» EXERCISE A
Set down the stretch of the passage on soldiers' pay from "It is true that" through "on one’s family.", word for word.
» EXERCISE B
In the passage on soldiers' pay, who usually writes the letter to the family?
» EXERCISE C
Extend the passage on soldiers' pay, picking up right after its last sentence.

» TEXT PROVIDED
□ □ □ □ □
It is true that one can not indulge in much extravagance on five centimes a day. Fortunately there are ways to increase this meager income. In many regiments, the soldiers are allowed to find occupation in the city, provided, of course, that discipline does not suffer thereby. Those who have a trade devote all their leisure time to it; those who have only their two hands and their good-will—and they are by far the largest number—nevertheless find a way to make themselves useful. In some bourgeoisie households they hire a soldier to take care of the garden and scrub the floors.

There is also another source of revenue which, though not the most honorable, is certainly the most in vogue; this is playing a trick on one’s family.

The fraud is generally suggested by some old grumbler who is an adept in the art of deception. A mischievously inclined volunteer, who is a good penman, generally writes the letter. Illness is the usual pretext. It is the simplest of all, and seldom fails to produce the desired effect. How can you suppose that parents will refuse to forward a few francs on receiving from their child a letter beginning thus:

“Dear Mother,—The object of this letter is to inform you that I am in the hospital.”
□ □ □ □ □
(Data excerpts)
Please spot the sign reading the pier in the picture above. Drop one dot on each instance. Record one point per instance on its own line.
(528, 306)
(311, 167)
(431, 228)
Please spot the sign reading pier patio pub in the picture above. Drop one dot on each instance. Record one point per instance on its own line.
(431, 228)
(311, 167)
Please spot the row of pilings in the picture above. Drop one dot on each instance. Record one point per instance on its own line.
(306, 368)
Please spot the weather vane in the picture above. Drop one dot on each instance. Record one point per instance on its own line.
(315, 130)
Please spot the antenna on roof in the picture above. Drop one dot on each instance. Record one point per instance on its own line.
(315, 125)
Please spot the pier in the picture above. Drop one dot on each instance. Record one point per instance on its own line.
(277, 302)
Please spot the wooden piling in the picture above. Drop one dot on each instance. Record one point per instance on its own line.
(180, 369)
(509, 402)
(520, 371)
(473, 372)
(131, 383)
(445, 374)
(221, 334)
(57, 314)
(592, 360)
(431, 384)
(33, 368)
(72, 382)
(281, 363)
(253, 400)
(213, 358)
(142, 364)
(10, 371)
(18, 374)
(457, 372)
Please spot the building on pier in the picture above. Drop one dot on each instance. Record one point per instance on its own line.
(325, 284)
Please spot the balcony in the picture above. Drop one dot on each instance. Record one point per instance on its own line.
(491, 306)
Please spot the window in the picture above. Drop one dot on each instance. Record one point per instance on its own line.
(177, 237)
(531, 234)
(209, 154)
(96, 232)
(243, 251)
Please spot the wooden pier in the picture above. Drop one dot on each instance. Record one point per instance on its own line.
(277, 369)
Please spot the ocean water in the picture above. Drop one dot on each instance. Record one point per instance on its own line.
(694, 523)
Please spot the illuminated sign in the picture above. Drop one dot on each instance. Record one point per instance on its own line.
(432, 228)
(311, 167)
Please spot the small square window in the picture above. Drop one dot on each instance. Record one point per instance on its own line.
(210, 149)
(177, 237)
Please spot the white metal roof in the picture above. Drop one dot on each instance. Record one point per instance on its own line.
□ □ □ □ □
» EXERCISE RESPONSE A
It is true that one can not indulge in much extravagance on five centimes a day. Fortunately there are ways to increase this meager income. In many regiments, the soldiers are allowed to find occupation in the city, provided, of course, that discipline does not suffer thereby. Those who have a trade devote all their leisure time to it; those who have only their two hands and their good-will—and they are by far the largest number—nevertheless find a way to make themselves useful. In some bourgeoisie households they hire a soldier to take care of the garden and scrub the floors.

There is also another source of revenue which, though not the most honorable, is certainly the most in vogue; this is playing a trick on one’s family.

» EXERCISE RESPONSE B
A mischievously inclined volunteer who is a good penman.

» EXERCISE RESPONSE C
The family send money. A letter arrives, inclosing a post-office order. The vaguemestre quickly changes it into shining coin. But alas! this money vanishes like a dream. And how could it be otherwise? So many friends must have a share of this windfall. First, there is the bedfellow, then the inventor of the trick, then the writer, then two or three comrades, fellow-countrymen—then a corporal who has been obliging, and many others. Besides, it is not considered seemly for a trooper to spend his money alone.

A soldier who goes out alone, and who drinks alone, is disgraced in the eyes of his comrades.

When he has finished his daily task at the barracks, polished his weapons, and answered to his name at roll-call, the foot-soldier is at liberty, provided he is not on duty, or on guard, or on the corveê, or undergoing punishment, and he can leave the barracks if he chooses. Generally he is eager to improve the opportunity. There must be something of importance to detain him if he does not go out; a letter to write, some little job to do, a pipe of unusual length to color for an officer who is making a collection. But such instances are rare. He loves long walks. If he is stationed in a small town, you can always meet him in the shady paths in the suburbs. He is generally cutting little switches to beat his clothing.

If he is in a large city, he has a variety of amusements. He delights in gazing into the shop-windows; he haunts the promenades and the public gardens; mountebanks always find in him a patient and appreciative patron, ever ready to laugh at their stale jokes. The mountebank and the fantassin have had a mutual understanding for a long time. “Walk in. Walk in, gentlemen and ladies. Admission is ten centimes; two sous. The military only half-price.”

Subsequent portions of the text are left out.